Stored data entries:
════════

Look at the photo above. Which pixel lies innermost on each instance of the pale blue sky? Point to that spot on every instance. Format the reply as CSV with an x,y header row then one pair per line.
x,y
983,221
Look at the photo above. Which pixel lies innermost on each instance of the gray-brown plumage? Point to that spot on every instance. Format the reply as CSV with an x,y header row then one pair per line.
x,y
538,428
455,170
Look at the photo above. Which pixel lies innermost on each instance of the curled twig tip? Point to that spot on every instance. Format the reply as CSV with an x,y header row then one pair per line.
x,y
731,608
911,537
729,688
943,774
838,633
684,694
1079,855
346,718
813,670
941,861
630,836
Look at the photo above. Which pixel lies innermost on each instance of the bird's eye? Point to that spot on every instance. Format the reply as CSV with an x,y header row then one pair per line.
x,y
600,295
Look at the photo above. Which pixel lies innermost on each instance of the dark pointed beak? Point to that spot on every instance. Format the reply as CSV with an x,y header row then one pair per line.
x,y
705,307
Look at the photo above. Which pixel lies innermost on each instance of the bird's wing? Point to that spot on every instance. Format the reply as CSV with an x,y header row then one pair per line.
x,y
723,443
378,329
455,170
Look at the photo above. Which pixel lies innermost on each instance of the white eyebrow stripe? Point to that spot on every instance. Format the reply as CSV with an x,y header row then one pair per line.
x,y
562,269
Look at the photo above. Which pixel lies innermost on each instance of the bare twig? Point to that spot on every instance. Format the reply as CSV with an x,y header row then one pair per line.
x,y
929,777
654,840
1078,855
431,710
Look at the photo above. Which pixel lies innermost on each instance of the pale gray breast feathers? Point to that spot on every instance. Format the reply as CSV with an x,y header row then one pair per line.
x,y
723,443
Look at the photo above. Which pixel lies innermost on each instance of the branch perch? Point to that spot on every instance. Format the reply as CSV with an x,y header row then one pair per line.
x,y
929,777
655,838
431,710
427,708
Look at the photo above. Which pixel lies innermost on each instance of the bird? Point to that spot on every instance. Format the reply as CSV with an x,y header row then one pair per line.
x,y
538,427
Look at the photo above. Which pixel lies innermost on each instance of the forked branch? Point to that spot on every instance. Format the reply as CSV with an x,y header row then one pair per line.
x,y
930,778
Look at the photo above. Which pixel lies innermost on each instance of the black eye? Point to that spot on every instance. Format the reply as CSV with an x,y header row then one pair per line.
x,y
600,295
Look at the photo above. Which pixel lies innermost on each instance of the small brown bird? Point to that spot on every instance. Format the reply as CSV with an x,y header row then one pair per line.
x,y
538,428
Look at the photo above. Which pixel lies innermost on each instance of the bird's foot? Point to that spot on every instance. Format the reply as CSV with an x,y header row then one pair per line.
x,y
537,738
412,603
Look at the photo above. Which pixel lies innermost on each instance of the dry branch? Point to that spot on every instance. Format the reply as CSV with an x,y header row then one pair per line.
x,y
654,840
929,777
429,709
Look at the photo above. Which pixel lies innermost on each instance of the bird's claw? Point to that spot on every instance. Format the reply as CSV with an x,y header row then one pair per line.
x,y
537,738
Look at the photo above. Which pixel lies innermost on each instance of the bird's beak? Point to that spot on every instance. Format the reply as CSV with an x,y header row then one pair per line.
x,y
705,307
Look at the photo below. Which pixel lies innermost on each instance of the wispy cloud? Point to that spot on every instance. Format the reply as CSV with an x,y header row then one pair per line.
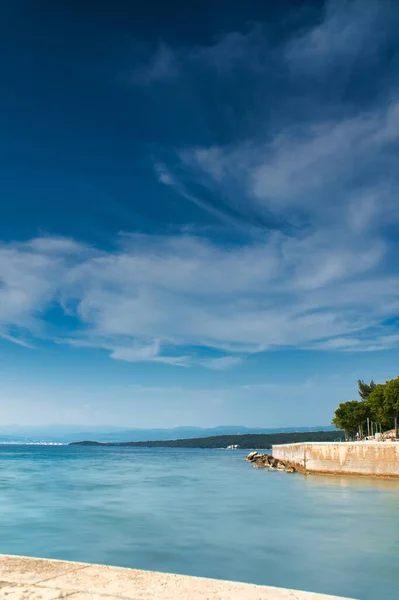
x,y
161,67
326,277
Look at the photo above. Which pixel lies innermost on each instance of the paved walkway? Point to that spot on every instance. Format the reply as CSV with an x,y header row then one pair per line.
x,y
37,579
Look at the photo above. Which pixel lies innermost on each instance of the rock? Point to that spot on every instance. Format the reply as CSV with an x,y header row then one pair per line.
x,y
252,456
267,461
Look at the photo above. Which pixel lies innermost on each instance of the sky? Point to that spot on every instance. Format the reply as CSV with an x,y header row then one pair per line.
x,y
199,210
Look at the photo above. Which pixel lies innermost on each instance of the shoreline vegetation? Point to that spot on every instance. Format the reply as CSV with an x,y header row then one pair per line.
x,y
247,441
376,411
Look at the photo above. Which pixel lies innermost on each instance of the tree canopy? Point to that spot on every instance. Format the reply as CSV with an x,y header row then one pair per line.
x,y
379,404
365,389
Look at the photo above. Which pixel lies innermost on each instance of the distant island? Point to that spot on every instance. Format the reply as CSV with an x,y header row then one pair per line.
x,y
244,441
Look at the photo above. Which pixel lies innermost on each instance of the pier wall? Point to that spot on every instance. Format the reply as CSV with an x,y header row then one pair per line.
x,y
377,459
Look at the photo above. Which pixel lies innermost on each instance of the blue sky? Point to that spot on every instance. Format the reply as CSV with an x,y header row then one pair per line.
x,y
199,217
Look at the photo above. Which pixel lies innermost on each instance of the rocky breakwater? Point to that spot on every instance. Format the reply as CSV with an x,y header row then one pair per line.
x,y
267,461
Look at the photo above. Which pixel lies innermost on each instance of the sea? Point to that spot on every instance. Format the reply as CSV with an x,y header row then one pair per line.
x,y
201,512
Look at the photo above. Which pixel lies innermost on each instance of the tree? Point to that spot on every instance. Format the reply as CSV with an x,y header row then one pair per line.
x,y
376,405
364,389
350,416
391,401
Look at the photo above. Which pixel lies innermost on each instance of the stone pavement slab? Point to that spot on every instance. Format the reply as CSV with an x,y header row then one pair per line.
x,y
23,578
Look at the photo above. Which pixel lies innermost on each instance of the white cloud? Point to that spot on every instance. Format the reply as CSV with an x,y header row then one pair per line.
x,y
156,295
347,30
162,67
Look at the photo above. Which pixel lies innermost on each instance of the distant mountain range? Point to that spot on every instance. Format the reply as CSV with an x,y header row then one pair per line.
x,y
65,434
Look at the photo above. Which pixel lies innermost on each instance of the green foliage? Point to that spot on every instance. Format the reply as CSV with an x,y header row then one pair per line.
x,y
365,389
391,401
379,404
350,416
376,404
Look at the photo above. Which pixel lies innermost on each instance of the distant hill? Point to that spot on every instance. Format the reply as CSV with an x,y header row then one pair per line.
x,y
245,441
66,434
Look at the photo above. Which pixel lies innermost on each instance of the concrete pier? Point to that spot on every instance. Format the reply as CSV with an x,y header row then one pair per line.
x,y
23,578
373,459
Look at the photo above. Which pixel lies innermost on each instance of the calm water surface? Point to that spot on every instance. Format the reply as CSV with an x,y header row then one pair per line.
x,y
201,512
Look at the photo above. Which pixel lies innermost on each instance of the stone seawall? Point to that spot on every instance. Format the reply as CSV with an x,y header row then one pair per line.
x,y
377,459
24,578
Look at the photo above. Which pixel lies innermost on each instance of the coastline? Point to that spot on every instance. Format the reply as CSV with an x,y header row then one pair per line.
x,y
27,577
356,459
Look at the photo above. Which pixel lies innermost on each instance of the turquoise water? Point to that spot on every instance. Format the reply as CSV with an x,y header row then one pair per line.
x,y
201,512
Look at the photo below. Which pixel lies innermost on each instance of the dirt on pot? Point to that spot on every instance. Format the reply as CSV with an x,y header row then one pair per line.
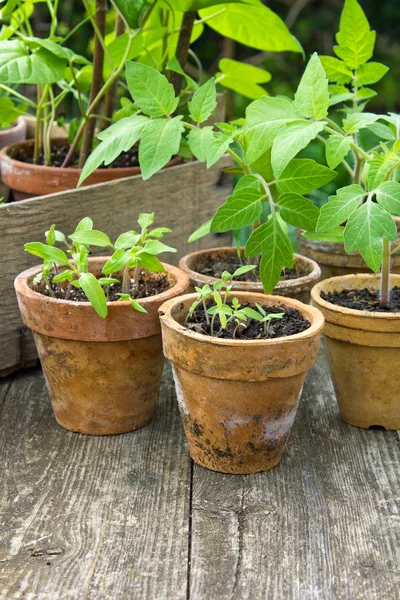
x,y
364,299
291,323
215,265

════════

- [Task instructions] Pictures are to be dropped, and every record is to be copied exactly.

- [Response to this exercise]
Look at the photo above. Which pixel lies innermost on each instance of the pale blue sky? Point to that spot on every instance. Format the reply as CSV with an x,y header row then one pair per line.
x,y
983,221
Look at the photo above. Which pixel lies innermost on each instance of the gray-brown plumage? Point to that spot on every instance. Format the reply as CSV with an x,y header row then one pair per line.
x,y
538,428
455,170
Look at the photo above. Which pixel lies innermost on each instance of the curled twig tip? Point to that spot on every instance. Format the reply as CSV with an x,y header row then one pair per line.
x,y
731,608
911,537
729,688
943,774
838,633
684,694
1079,855
346,718
813,670
941,861
630,836
Look at the photo above. Which pixel lies innermost on each instance of the bird's eye? Point to that spot on every instance. Format the reply as CSV with an x,y header row then one pair per line.
x,y
600,295
Look at the photo above. Which pixel lies innermost on each instance of the dark pointed beak? Point to that spot on every instance. Format the reply as CSV with an x,y header row then one pair per line.
x,y
705,307
Look at the photo above. Which pixel lies innermost on each instance of the bird's wing? Point to that spot on every instance. Format the reply as CSV with an x,y header row then one pair per line.
x,y
723,443
378,329
455,170
Look at the photo above. Which pixel lies innermost on each instance of the white eyebrow stripe? Point to that spot on every instance. Format the reply as CSV with an x,y header row then one pair per line.
x,y
562,269
Look at the photo above. Which pixel lies innermost on each instance of the bare twig? Point to that spot on every instance. Format the reply as CSV with an x,y header row then one pair per line.
x,y
929,777
654,840
1078,855
431,710
Look at the photo above. Which pixel lies innermost on each instance of the pale gray breast feathers? Point to that spot on every instance. Format the reply as CSV with an x,y header row then one pair per line.
x,y
723,443
Look at the photo above. Which pixel lies innermost on each instance of the branch perch? Point to that spot on every instance. Format the reply as CSV with an x,y header row then one pair per line.
x,y
929,777
655,838
431,710
427,708
Look at the photo above. Which pixel lies innermost on each instance of the bird? Point to that spot on every instance. Format the reply as CSV with an x,y header row then one pair per line.
x,y
538,427
Look at the photo above. Which pixel lies innermost on each instance of the forked branch? Point to that spot on every instance. Format the reply as CSV with an x,y header row then one pair per line.
x,y
930,778
Look at the photo above. Which pixel lies innermost on each instance of the black eye? Point to that spot on every instance. Format the reply as CSV with an x,y header row then one pair per line.
x,y
600,295
Look at the photo above. Which pixel lies innermost on each instance of the small brown bird? Point to that spot on every instance. Format the reply as CSV with an x,y header row then one pair per line.
x,y
538,428
Look at the photo above. Which pixel lies innermost on each instance of the bird's foot? Point to that spot on every instance. Format the reply as CSV with an x,y header row then one pair per line.
x,y
537,738
412,603
Look at the photo above. Which pixel lies innermost on each instance of the dry branch? Point to that spot on every instance. Format the reply as CSV with an x,y header row then one pair per line.
x,y
654,840
929,777
429,709
Look at the photo above. Which pixel lies innermost on each instance of the bird's claw? Point to that spot on every instance. Format the reply as CSV with an x,y header row then one pair per line.
x,y
537,738
Look at the photo above. Which pixel lies innermost on each instance of the bird's beak? Point to that spot on every instance. Format the reply as CSV with an x,y header row then one pair per line.
x,y
705,307
Look at the photo below. Which pixel lies innermost on each instance of the wispy cloud? Point to that spot on every instance. Format the reply as CSV with an x,y header row then one pair per line.
x,y
161,67
326,277
Look at the photo above. Which pixel lies innermost on each instance of the paved walkway? Point to that spot on every instance. Format the reply as CSV with an x,y header row then one pair per line.
x,y
37,579
Look at the photo above. Which pixel lies innermost on each instance of the rock? Point to that spot on every instance. Format the reply as CSV with an x,y header row then one pair per line.
x,y
252,456
267,461
Look at the photo above. Which pixel lies innermost on each instance of the sky? Point to that spot on every instance. Format the reply as CSV with an x,y header row then one pair per line.
x,y
199,210
Look at the photo above. Which pixel lies innermost on each instance of the shoreline vegetation? Point to that spot on every instance. Format the reply as CSV with an x,y header row then one pair per line.
x,y
247,441
376,411
Look at the photo above. Which pixel lies innermost on each instance of the tree canopy? Point to that spot on every instance. Format the reply as CSV with an x,y header row then one pair per line.
x,y
379,404
365,389
Look at the photo above. Which pixel lies innermost on each instance of the distant island? Point to that spot on every instance. Format the reply as CSV with an x,y header row then one pair per line.
x,y
244,441
Look at the photo above. Which pixel lies innermost on each instance of the pier wall? Point to that spot on every instance. Format the reply as CSV with an x,y header row then one pair per line.
x,y
377,459
Look at the photo above. Which pixel lies innermost on each instance of the blue sky? Point to that spot on every instance. Format the reply as CSV with an x,y header row then one pair per line.
x,y
199,217
Look at the photo above. Which pixel lies innermost on each instance of the rocky breakwater? Point to that spot on every instance. Format the reply as CSV with an x,y header row then one pair per line.
x,y
267,461
Look at the photo above. Which pixel lies innermost on each instance of the sea? Point to that spot on every instance. Format the reply as CSV with an x,y header row then one pair per line.
x,y
201,512
Look at the photo above. Which pixel lies innermost on each instance of the tree? Point to that spot on every instance. Format the reply as CSV with an x,y header row then one pair per line.
x,y
376,405
364,389
350,416
391,401
Look at the photo above. Which pixel lies innermost on each instance of the stone pavement slab? Point to that spot on every instance. Format the reply as CSV with an x,y header row then one pair per line.
x,y
23,578
Look at the photo above. Which pixel lies innermost on each instance of the white cloud? Point to that spot on every instance. Format the reply as CSV with an x,y header row then one pair per line.
x,y
156,295
347,30
162,67
Look at the photo above. Which pixel lies innermost on each instance of the distant mountain range? Point to that spot on every instance. Format the reply as CSV with an x,y header row then one pair per line.
x,y
65,434
Look at the photo above. Which pixel lies innermost on each instance of the green foliage? Point to that spot on every instance. Format the reply as CSV with an x,y header row then one pair per line.
x,y
365,389
391,401
379,404
350,416
376,404
Look at the photo above. Which pixel lies innermost on each instance of the distant hill? Point to that spot on every instance. Format the reply as CSV with an x,y header row then one pair per line.
x,y
245,441
66,434
Look at the photo above. Which pixel lies innermost on each instance of the concrete pier? Point to that spot on every instance. Format the reply as CSV with an x,y header row then one pair per line.
x,y
23,578
373,459
Look at the photo above. Which pixel lies innermost on each instance of the calm water surface? Point to that spot on every instance. Format the reply as CSV with an x,y header row then one pair per line.
x,y
201,512
Look at the photo above. Which pixel lies innermost on each instance of the stone seawall? Point to that spot on every instance. Format the reply as CSV with an x,y header row then one pair per line.
x,y
377,459
24,578
Look at the photo above. Which pixel lies innermost on each instance of the coastline? Point to that spot on every instance. Format the reply as CSV with an x,y header row then one pair per line.
x,y
27,577
356,459
Look at the photo above. Which pixel lies innermost on each instance of the turquoise water? Point to that spot on every instance. Format the reply as CSV with an x,y header row then one pair per line.
x,y
201,512
Look at the photo below. Which pixel lies innermost on each instance of the dirt on pot? Point to that spot on every instance. Format the reply as CSV with an x,y header row then one pair per line.
x,y
364,299
291,323
215,265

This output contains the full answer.